Text segment
((
Psychiatry
Related: abnormal psychology - ADHD - mental illness - psychology - psychopathology - psychoanalysis
A Clinical Lesson at the Salpetriere (1887) - André Brouillet
Professor Charcot was well-known for showing, during his lessons at the Salpêtrière hospital, "hysterical" woman patients – here, his favorite patient, "Blanche" (Marie) Wittman, supported by Joseph Babi?ski.
Definition
Psychiatry is a branch of medicine that studies and treats mental and emotional disorders (see mental illness). While any physician may prescribe the medications used to treat various forms of mental illness, psychiatrists are more extensively trained in differential diagnosis of mental illness and keep up to date on the newest treatment modalities for mental illness. The term alienist is an old term for a psychiatrist, and the term shrink (from "head shrinker") is a (sometimes offensive) slang term for a psychotherapist.
))
Directions
According to the psychiatry text, what old term was used for a psychiatrist?

Provided information
((
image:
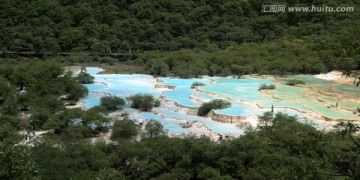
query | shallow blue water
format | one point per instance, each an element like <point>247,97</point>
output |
<point>224,88</point>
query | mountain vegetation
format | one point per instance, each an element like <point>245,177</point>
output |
<point>218,38</point>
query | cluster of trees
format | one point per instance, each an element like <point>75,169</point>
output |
<point>278,148</point>
<point>84,77</point>
<point>205,108</point>
<point>36,88</point>
<point>219,38</point>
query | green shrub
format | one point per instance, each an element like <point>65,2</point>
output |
<point>125,129</point>
<point>197,84</point>
<point>205,108</point>
<point>293,82</point>
<point>85,78</point>
<point>266,87</point>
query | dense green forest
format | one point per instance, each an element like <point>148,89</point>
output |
<point>218,37</point>
<point>278,148</point>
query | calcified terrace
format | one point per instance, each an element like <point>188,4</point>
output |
<point>315,101</point>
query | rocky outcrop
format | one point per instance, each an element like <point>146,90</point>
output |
<point>225,118</point>
<point>164,86</point>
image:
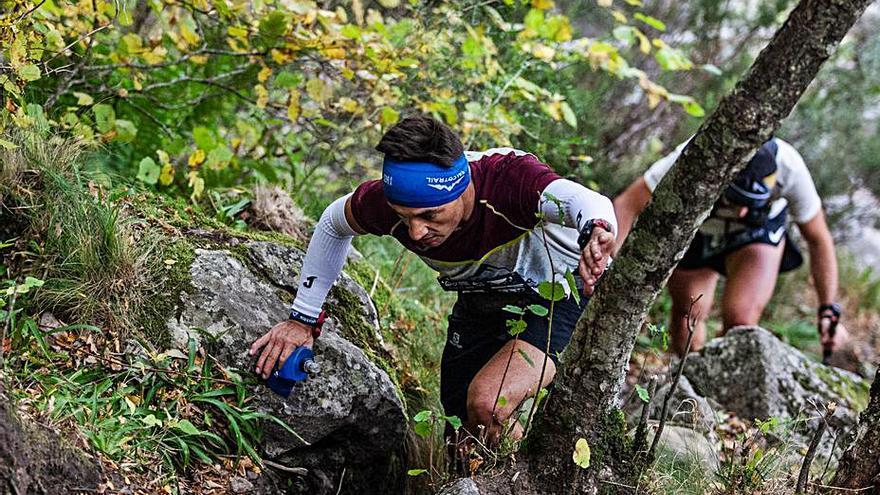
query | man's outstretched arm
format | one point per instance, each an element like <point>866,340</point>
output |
<point>573,205</point>
<point>323,263</point>
<point>628,205</point>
))
Exercise answer
Alienist